From the line containing "the black bowl" through the end of the rows, arrange each line as a JSON list of strings, one string per line, with blank lines left out.

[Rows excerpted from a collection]
============================================================
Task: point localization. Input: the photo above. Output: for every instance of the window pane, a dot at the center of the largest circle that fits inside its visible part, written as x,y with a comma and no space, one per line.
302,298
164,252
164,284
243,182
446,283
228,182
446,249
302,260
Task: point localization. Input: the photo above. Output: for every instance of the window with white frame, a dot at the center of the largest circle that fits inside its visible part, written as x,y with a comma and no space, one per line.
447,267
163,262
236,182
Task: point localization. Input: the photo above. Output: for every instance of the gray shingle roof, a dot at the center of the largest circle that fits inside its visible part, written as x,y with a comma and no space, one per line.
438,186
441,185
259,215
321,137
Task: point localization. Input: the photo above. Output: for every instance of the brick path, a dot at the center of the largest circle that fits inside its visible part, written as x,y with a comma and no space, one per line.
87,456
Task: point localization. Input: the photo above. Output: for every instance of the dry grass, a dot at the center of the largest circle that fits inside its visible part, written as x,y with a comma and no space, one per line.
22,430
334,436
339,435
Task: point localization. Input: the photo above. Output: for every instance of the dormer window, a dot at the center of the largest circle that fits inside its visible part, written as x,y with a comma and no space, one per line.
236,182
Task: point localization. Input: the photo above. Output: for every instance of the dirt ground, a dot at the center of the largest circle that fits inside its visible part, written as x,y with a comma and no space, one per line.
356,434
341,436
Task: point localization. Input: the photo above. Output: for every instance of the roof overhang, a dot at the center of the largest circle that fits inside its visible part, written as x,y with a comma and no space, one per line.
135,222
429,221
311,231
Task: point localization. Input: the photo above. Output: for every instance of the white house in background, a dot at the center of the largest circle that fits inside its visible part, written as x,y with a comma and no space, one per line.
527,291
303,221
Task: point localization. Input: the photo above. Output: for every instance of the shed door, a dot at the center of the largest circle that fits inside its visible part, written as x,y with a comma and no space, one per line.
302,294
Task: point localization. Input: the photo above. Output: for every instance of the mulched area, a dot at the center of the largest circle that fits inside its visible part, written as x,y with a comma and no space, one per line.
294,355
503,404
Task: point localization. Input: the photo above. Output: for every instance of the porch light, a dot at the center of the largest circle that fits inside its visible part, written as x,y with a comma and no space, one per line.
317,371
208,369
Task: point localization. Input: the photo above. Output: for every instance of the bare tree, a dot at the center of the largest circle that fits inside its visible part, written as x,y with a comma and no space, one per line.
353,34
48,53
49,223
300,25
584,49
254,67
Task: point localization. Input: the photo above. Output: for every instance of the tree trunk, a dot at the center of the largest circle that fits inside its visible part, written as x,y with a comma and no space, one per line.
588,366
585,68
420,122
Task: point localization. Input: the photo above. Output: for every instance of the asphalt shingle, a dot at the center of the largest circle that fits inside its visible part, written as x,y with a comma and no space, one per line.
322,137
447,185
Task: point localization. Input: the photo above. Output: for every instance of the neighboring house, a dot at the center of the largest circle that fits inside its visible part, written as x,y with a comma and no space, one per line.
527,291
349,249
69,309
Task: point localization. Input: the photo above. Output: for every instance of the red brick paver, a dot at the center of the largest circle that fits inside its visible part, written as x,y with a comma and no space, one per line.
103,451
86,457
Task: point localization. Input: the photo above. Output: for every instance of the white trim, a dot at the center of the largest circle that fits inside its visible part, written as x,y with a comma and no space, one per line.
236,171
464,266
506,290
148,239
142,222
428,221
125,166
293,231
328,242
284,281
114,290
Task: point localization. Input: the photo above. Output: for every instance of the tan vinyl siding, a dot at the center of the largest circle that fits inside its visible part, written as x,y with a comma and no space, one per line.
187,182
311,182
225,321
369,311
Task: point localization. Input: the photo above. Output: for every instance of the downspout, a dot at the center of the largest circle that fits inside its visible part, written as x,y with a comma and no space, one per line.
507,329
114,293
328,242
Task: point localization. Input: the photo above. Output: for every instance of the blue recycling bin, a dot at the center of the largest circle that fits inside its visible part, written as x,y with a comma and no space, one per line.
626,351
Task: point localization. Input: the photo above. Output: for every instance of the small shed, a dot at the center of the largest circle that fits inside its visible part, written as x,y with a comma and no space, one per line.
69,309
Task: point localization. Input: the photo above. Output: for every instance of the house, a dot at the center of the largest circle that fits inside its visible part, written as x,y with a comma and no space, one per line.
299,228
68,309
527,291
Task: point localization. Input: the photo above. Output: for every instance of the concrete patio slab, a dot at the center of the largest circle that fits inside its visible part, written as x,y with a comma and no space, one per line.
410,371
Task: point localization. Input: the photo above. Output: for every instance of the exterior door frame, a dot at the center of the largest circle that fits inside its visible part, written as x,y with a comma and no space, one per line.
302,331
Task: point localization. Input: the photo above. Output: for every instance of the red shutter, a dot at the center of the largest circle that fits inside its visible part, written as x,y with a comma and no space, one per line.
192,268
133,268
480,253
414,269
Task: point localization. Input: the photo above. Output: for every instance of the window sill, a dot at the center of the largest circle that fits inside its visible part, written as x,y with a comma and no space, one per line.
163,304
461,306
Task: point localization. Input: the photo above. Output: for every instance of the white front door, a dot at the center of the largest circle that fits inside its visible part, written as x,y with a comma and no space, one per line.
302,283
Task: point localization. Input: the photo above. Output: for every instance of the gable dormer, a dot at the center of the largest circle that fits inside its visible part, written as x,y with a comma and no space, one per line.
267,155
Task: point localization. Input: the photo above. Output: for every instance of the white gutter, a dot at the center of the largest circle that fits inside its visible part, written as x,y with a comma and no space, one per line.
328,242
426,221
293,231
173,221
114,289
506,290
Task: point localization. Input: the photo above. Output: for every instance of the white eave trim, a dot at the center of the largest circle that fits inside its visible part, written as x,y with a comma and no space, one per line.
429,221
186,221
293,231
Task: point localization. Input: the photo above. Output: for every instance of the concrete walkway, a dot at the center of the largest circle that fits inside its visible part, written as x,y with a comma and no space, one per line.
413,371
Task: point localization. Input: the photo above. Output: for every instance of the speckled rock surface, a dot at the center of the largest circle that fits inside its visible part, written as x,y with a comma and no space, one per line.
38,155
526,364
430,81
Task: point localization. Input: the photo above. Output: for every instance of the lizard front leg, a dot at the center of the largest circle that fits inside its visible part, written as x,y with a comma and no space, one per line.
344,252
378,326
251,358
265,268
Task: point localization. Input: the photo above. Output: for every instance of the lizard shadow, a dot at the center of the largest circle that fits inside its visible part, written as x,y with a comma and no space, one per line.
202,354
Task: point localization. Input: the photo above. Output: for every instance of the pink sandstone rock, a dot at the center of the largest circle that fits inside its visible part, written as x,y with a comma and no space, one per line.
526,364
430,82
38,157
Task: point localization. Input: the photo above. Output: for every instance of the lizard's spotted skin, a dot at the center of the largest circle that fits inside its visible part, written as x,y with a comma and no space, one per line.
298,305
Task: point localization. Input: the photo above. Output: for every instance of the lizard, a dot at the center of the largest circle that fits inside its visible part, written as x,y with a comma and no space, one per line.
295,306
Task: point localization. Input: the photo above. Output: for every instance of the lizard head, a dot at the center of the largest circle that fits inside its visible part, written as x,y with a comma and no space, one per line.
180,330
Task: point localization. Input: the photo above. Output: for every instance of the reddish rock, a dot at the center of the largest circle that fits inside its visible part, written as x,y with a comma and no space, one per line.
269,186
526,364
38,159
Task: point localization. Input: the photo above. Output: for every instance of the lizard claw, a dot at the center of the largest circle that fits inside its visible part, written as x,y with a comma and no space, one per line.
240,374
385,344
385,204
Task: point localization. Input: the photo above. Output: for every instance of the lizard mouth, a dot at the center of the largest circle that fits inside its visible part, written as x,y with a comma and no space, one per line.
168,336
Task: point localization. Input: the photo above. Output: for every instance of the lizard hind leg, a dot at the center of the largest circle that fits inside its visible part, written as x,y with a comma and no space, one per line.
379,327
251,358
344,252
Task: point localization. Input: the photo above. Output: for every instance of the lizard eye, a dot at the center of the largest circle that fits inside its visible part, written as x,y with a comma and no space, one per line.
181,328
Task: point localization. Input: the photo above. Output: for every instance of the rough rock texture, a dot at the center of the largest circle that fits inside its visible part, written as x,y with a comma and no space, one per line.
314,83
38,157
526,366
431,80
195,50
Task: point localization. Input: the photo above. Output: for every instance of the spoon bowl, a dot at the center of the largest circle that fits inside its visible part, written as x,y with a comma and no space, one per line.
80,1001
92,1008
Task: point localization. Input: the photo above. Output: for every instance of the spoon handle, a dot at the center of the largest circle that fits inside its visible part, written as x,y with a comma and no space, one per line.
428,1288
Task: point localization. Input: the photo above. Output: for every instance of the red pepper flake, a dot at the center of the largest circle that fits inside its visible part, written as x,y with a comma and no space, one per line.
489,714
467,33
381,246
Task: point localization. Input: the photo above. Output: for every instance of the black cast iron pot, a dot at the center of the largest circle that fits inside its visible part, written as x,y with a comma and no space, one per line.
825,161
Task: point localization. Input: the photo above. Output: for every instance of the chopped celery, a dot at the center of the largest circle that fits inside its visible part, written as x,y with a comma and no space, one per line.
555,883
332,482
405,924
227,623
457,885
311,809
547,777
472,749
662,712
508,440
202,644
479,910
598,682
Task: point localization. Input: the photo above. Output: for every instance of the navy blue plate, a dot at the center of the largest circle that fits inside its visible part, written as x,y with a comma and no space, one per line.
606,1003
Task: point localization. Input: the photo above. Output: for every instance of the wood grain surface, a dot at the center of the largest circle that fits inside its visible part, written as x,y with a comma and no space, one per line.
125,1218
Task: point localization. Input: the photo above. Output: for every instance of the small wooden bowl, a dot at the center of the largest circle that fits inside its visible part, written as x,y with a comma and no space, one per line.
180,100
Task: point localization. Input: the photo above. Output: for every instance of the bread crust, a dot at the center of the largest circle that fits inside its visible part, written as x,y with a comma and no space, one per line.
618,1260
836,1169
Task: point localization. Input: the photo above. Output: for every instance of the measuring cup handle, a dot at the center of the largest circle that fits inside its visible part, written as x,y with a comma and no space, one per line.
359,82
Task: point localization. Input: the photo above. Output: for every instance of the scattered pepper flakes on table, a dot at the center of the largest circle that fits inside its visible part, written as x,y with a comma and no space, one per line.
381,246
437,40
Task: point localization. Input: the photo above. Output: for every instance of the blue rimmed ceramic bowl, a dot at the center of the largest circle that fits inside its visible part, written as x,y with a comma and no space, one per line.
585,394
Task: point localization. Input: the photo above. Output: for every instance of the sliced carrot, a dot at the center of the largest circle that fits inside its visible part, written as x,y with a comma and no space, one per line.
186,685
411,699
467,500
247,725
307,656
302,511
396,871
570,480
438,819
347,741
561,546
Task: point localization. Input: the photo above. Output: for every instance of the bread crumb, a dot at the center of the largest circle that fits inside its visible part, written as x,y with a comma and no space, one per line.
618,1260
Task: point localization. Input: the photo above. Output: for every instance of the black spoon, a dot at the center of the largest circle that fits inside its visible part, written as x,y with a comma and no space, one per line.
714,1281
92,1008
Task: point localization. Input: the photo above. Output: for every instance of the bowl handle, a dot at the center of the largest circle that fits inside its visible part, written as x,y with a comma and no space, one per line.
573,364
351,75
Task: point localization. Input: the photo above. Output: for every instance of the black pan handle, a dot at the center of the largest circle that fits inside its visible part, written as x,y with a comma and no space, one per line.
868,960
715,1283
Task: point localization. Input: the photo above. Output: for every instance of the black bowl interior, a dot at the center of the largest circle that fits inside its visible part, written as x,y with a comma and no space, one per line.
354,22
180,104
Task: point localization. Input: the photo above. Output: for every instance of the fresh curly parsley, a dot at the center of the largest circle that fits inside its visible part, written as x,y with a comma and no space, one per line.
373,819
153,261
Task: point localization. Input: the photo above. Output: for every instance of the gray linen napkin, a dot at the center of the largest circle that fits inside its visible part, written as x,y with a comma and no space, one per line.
============================================================
## The answer
[
  "Task: point localization. Input: the photo above. Output: for every instance of the black bowl interior, a dot at the center of the largest circle that fits inside its visible part, written as x,y with a comma and no space, one per line.",
  "354,22",
  "180,104",
  "Task: point localization. Input: the photo above. Output: for every instance of the fresh curly parsley, a dot at the center of the largest circle that fits inside its visible part, written as x,y with a comma and no space, one per line.",
  "373,819",
  "153,261",
  "Task: point localization. Input: the photo above. Output: for every instance of the gray linen napkin, a dot at the center of the largest circle that fits inside its visible part, written as x,y with a comma and no space, one per line."
]